## STATED GOAL
Write out again only the lines running from the one that contains "For each instance of the tall" to the end of the records below, including both the first and the last.

Stored items from a collection

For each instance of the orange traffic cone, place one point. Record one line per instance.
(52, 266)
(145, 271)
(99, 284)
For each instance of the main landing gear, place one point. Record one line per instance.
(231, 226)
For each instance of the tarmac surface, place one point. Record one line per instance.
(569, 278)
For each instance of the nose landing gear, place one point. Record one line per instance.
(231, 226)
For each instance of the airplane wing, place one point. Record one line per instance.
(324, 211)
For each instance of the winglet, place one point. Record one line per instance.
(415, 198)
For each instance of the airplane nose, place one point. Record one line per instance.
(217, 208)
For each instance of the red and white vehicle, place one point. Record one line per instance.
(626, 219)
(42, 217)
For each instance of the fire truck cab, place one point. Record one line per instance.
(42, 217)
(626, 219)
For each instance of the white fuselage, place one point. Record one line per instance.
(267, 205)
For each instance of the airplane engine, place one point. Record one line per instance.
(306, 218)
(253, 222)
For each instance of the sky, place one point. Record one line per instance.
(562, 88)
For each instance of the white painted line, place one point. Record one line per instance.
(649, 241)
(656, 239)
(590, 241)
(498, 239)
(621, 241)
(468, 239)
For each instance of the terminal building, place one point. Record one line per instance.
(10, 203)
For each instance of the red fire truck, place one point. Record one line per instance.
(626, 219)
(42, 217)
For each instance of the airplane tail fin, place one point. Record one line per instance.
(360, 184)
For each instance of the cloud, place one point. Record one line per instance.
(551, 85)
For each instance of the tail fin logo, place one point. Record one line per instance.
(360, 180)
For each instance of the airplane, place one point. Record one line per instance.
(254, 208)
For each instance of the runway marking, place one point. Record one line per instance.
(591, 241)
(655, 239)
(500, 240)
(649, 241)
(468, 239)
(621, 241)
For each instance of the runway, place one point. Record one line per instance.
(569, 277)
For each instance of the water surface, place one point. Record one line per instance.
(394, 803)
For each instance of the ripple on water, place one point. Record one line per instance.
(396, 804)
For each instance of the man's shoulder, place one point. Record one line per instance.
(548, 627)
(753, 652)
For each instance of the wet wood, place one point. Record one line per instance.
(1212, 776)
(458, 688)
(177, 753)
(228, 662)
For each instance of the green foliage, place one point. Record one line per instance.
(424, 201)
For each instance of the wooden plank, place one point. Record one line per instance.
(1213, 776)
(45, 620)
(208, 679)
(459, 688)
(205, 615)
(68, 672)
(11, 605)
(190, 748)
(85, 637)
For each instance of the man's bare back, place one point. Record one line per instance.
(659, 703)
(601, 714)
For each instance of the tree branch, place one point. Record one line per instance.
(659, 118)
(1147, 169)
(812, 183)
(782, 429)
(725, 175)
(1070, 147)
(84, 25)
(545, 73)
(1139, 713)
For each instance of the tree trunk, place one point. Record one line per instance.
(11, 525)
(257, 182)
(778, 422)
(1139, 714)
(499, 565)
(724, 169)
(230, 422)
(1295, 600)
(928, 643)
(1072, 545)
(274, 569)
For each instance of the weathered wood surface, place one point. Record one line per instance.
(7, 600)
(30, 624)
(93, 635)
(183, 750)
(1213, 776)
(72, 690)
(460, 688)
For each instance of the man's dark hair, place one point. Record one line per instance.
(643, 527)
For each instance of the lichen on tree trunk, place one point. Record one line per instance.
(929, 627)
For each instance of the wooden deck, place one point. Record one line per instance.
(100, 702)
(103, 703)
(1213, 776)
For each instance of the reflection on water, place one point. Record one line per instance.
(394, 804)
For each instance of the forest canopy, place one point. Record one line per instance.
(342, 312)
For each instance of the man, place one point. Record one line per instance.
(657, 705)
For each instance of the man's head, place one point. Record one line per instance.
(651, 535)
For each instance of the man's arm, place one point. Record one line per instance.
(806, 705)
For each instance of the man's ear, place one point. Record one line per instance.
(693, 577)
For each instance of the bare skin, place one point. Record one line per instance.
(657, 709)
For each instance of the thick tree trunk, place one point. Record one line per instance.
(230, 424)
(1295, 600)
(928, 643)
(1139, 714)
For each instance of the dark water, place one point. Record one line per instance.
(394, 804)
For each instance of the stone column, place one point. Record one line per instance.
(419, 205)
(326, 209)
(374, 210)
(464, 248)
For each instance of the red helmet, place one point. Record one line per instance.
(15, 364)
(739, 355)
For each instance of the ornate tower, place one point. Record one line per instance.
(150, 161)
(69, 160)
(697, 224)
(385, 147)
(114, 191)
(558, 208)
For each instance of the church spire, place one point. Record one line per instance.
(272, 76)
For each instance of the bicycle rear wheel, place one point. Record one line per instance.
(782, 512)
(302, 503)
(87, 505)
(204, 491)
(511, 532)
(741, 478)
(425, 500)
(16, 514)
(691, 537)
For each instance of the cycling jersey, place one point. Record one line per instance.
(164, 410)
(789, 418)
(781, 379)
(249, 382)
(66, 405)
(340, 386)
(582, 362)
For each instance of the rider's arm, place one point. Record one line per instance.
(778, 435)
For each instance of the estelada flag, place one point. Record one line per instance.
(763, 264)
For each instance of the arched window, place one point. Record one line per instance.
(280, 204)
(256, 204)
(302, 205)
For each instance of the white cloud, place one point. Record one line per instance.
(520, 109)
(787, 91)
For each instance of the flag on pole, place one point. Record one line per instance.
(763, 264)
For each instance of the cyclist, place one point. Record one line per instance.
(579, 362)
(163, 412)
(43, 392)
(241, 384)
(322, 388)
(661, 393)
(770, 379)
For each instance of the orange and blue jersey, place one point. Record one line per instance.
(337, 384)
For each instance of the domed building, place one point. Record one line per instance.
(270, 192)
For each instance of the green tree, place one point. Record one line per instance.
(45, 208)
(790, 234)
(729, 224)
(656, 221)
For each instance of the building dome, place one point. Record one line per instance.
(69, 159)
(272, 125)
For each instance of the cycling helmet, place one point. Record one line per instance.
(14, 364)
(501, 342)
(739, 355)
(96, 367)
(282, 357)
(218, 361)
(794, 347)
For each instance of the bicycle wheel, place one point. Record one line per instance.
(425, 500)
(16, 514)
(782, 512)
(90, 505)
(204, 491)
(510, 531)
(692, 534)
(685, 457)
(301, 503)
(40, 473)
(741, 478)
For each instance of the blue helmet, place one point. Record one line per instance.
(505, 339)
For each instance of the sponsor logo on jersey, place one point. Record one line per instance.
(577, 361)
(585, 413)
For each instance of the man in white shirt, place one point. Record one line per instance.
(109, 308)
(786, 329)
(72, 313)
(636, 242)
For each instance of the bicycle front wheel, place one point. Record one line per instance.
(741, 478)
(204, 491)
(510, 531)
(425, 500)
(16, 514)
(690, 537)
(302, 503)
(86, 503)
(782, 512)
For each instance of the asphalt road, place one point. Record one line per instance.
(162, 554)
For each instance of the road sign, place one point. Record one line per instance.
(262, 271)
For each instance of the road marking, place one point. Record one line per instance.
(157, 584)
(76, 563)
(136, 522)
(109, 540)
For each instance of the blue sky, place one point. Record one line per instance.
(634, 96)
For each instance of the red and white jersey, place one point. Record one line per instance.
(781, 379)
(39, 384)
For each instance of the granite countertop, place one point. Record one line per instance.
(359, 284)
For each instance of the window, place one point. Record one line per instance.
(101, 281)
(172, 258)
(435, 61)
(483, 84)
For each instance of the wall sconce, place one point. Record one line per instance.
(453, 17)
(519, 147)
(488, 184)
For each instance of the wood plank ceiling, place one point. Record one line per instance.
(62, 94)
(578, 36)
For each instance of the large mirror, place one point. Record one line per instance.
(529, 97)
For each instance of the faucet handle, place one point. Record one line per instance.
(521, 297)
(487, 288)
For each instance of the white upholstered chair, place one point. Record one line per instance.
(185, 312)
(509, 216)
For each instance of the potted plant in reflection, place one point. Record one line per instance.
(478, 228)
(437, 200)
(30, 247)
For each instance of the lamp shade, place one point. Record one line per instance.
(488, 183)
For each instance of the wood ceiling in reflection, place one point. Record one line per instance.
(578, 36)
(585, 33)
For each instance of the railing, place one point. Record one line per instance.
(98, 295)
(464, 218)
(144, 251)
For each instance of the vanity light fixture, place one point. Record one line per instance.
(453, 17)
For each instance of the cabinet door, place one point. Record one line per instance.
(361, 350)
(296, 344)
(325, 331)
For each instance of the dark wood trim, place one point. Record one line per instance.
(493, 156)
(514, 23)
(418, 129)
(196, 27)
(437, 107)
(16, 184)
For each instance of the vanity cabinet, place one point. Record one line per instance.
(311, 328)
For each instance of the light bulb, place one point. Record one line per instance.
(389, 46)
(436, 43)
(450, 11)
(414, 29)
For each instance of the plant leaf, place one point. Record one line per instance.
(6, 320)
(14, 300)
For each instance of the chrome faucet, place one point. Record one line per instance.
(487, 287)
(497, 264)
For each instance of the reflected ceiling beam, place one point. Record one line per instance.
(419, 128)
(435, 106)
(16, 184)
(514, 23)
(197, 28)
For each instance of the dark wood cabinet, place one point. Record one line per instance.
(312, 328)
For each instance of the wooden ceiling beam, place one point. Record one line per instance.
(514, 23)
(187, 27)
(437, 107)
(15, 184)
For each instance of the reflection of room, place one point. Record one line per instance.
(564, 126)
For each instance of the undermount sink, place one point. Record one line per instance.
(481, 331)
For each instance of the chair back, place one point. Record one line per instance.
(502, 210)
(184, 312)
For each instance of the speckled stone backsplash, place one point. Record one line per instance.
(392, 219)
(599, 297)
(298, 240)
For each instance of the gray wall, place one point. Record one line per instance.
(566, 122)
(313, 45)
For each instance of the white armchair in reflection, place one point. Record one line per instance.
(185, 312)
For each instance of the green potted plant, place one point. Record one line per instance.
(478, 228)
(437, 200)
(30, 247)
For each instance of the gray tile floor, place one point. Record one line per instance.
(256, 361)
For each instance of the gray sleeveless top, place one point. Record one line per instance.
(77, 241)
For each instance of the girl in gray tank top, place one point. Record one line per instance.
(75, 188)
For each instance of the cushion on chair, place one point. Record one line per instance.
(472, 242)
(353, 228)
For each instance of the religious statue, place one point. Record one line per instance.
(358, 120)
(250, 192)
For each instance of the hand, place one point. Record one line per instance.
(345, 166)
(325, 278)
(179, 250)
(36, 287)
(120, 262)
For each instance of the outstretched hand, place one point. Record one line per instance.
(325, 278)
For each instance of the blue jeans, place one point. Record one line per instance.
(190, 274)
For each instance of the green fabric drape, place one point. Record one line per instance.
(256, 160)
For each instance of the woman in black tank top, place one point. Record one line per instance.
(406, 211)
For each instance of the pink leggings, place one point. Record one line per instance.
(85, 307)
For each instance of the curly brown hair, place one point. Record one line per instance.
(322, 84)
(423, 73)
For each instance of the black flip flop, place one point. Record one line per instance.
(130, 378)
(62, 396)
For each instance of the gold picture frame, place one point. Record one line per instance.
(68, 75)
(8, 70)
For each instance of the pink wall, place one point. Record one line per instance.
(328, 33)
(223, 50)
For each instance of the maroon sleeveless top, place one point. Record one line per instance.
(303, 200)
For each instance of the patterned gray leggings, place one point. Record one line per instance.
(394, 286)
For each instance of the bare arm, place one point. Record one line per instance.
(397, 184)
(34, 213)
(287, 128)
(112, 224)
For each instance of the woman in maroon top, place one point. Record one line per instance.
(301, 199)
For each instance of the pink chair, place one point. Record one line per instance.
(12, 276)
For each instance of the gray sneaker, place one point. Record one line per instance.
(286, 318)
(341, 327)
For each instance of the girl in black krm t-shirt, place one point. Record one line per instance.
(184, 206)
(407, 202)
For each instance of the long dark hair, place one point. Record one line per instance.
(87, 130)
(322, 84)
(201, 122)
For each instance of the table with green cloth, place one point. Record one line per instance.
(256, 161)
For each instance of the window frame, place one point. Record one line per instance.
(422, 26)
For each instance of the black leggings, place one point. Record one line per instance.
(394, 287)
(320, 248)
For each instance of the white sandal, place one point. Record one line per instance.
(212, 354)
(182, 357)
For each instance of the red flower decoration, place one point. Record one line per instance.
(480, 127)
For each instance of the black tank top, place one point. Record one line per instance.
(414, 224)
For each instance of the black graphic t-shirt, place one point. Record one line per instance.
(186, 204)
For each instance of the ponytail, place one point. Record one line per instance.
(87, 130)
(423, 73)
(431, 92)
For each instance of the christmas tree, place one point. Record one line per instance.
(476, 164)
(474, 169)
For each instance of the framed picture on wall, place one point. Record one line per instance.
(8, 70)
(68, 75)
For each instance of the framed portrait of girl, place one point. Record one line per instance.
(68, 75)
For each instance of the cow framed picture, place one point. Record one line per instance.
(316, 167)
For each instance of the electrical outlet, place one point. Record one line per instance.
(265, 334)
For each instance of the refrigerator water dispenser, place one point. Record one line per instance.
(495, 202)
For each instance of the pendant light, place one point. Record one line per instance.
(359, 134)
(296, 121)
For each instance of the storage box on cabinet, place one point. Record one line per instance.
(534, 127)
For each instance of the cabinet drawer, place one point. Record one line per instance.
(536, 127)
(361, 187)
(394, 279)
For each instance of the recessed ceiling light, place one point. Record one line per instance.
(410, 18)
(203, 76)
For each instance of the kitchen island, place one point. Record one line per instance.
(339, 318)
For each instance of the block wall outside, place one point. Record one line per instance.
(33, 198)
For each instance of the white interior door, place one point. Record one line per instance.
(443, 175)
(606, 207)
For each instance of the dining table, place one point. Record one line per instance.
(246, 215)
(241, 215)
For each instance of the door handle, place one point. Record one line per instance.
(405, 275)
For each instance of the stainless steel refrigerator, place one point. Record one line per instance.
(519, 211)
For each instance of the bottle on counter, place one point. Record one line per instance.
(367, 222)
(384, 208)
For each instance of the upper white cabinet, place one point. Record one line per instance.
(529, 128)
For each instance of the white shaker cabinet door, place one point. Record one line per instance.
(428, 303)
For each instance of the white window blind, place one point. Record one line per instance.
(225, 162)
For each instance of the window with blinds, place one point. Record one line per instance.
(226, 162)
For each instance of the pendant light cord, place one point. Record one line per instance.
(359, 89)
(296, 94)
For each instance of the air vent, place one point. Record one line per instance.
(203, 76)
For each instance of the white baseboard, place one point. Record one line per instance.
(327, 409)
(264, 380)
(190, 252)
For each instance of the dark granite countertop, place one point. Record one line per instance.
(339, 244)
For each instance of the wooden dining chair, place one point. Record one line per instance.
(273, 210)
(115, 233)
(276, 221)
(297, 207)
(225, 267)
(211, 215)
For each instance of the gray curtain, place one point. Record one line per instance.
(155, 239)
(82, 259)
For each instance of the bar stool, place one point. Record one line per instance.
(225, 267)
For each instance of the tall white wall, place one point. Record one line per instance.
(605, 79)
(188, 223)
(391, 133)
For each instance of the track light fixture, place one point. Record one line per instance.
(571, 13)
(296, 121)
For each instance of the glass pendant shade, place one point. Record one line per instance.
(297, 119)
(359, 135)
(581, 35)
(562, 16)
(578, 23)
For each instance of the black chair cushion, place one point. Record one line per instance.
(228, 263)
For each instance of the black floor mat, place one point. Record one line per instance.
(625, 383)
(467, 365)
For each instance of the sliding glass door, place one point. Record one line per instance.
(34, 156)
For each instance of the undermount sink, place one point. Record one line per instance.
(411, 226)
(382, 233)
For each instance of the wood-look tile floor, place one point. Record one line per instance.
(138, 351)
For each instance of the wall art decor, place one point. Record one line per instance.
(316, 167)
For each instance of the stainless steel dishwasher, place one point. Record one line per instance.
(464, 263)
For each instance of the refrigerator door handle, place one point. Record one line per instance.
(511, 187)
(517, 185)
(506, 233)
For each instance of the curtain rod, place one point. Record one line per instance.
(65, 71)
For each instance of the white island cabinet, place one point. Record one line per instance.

## COMPLETED EXERCISE
For each instance of the tall white wall, place one point. Record one line per instance.
(605, 79)
(188, 223)
(391, 133)
For each instance of the track light fixture, place one point. Record one line per instance.
(571, 13)
(296, 121)
For each instance of the glass pendant shade, place one point. Record one line per instance.
(297, 119)
(359, 135)
(581, 35)
(562, 16)
(578, 23)
For each instance of the black chair cushion, place one point. Record one line per instance.
(228, 263)
For each instance of the black floor mat, place one point. Record one line per instance.
(625, 383)
(467, 365)
For each instance of the sliding glass door, place one point. Record one line per instance.
(34, 156)
For each instance of the undermount sink, place one point. Record one line per instance.
(411, 226)
(382, 233)
For each instance of the wood-look tile floor, place one point. Record one line per instance.
(138, 351)
For each instance of the wall art decor, place one point. Record one line per instance.
(316, 167)
For each instance of the stainless steel dishwasher, place one point. Record one line per instance.
(464, 263)
For each instance of the refrigerator door handle, place one point. Record one line per instance.
(511, 187)
(517, 185)
(506, 233)
For each instance of the curtain rod, place one point. Record one line per instance.
(65, 71)
For each instance of the white island cabinet, place one point. Record one line per instance.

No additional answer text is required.